# Exercise goal
Please turn the lines from the one containing "outline fire truck cab, every instance" through the final line, inclusive, into a numbered list, leaving out any blank lines.

# Records to use
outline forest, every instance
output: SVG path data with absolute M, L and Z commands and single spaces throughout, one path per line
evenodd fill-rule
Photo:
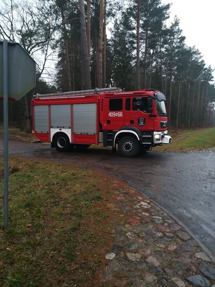
M 171 4 L 161 0 L 0 0 L 0 39 L 36 61 L 36 85 L 9 103 L 11 124 L 31 129 L 33 95 L 118 87 L 154 88 L 167 98 L 169 126 L 211 126 L 211 66 L 187 46 Z M 2 101 L 0 120 L 2 121 Z

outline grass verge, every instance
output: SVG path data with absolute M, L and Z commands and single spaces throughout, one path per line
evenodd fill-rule
M 3 125 L 0 125 L 0 136 L 3 135 Z M 9 126 L 8 127 L 8 137 L 10 140 L 17 140 L 23 141 L 36 141 L 35 137 L 30 133 L 26 132 L 24 130 L 21 130 L 19 128 Z
M 194 130 L 171 130 L 172 144 L 163 145 L 154 148 L 159 152 L 188 151 L 202 150 L 215 146 L 215 128 Z
M 72 167 L 11 157 L 9 227 L 4 231 L 1 159 L 0 286 L 100 286 L 116 182 Z

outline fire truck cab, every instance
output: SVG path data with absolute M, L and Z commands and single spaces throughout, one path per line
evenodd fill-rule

# Final result
1. outline fire truck cab, every instance
2. output: SVG path data with absolute M, L and Z commands and single spaces throughout, one path per line
3. evenodd fill-rule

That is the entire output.